_WHAT THIS TASK INVOLVES_
Search the records for the string "marker", and show each line where it appears.

+===+

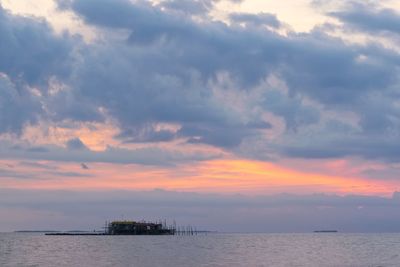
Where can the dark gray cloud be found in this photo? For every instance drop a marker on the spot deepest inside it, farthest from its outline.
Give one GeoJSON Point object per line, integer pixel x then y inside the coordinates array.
{"type": "Point", "coordinates": [147, 156]}
{"type": "Point", "coordinates": [154, 66]}
{"type": "Point", "coordinates": [18, 107]}
{"type": "Point", "coordinates": [30, 52]}
{"type": "Point", "coordinates": [206, 211]}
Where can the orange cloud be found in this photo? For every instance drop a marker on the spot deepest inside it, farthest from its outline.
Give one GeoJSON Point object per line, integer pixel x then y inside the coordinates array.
{"type": "Point", "coordinates": [220, 176]}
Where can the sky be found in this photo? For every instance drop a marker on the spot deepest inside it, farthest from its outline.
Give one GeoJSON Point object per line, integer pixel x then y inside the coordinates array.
{"type": "Point", "coordinates": [231, 115]}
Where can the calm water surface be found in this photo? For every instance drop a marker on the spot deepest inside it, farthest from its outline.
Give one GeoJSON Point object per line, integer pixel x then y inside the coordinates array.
{"type": "Point", "coordinates": [21, 249]}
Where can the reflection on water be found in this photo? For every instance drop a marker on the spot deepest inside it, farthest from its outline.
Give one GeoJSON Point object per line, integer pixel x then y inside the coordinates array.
{"type": "Point", "coordinates": [24, 249]}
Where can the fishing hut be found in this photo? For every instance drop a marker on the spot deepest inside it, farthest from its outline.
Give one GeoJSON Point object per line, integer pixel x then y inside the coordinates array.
{"type": "Point", "coordinates": [138, 228]}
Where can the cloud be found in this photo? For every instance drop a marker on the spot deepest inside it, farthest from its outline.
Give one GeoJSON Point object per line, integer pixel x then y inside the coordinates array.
{"type": "Point", "coordinates": [75, 144]}
{"type": "Point", "coordinates": [155, 156]}
{"type": "Point", "coordinates": [220, 84]}
{"type": "Point", "coordinates": [30, 51]}
{"type": "Point", "coordinates": [206, 211]}
{"type": "Point", "coordinates": [261, 19]}
{"type": "Point", "coordinates": [370, 18]}
{"type": "Point", "coordinates": [84, 166]}
{"type": "Point", "coordinates": [18, 106]}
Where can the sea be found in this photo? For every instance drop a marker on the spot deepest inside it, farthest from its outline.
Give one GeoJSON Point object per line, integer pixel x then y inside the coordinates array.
{"type": "Point", "coordinates": [311, 249]}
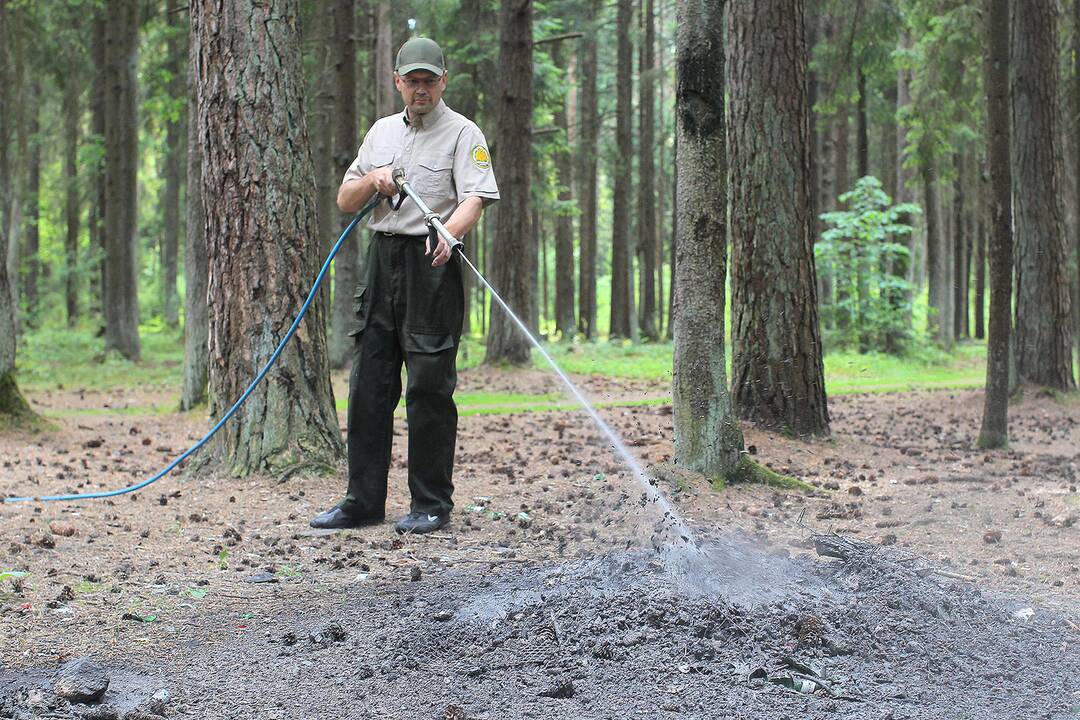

+===+

_EXERCISE ANSWER_
Where can the dark gray cloud be found in this photo? For every instance drop a marker on the spot deepest inside it, farthest from its outline.
Where can the orange cloud be found in this photo? For every instance drop a marker on the spot deepest inside it, farthest from its outline.
Where can the sky be found in this photo? For every instance drop a marker on the spot deepest inside it, farthest from its outline.
Where can the calm water surface be found in this photo? For every instance drop a marker on the spot deepest inside it, farthest from its outline.
Where can the reflection on water be found in this photo? For every instance drop a marker on the spot deepest inside it, farthest from its outline.
Where can the fishing hut be found in this photo? For every instance drop a marker on the spot deepest inside it, farthest from its outline.
Where can the cloud be found in this photo? For every instance drop a marker on the spot deepest inside it, farthest from its outline.
Where can the sea be found in this photo? For every instance drop a marker on the spot deepest inside it, farthest from its outline.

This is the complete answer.